## Start RECORDS TO USE

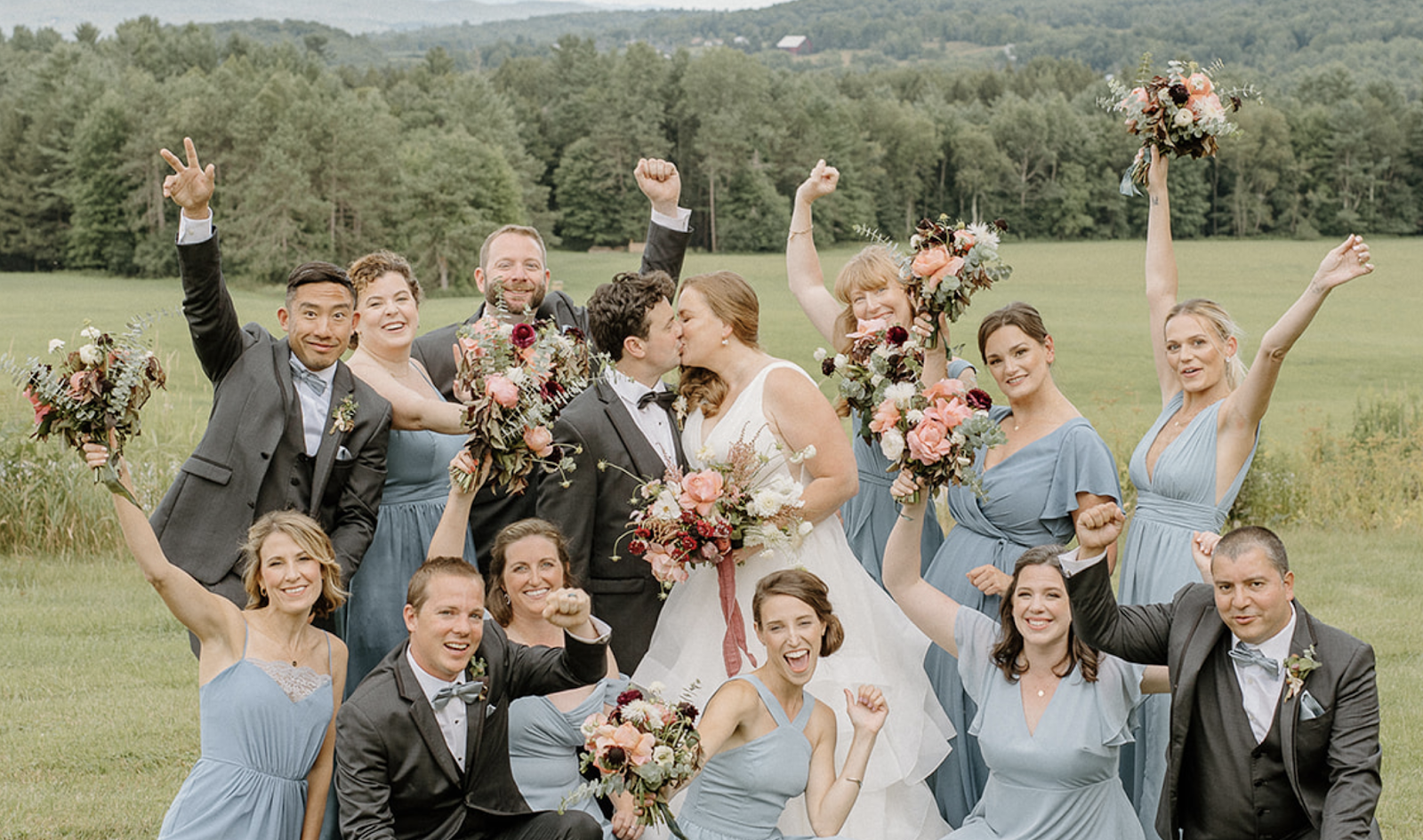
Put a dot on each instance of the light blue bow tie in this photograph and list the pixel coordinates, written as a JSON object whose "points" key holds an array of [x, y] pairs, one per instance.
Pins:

## End RECORDS TO USE
## Start RECORDS TO USE

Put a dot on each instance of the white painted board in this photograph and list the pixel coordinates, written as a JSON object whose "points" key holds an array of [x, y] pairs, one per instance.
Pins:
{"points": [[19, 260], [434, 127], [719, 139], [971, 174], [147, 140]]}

## End RECORDS TO USE

THE EXERCISE: Which lines in the items above contain the word "photograph"? List each of those lines in full.

TASK SOLUTION:
Put a dot on each instance of the light blue bow tie in this photograph and list the pixel coordinates, written as a JSON object whose "points" key holds an array of [x, y] pairs, one per instance.
Put a dot on each instance of the white painted board in this photograph and list the pixel coordinates, written as a JSON object whose "points" key holds an array of [x, y] pairs, one per instance.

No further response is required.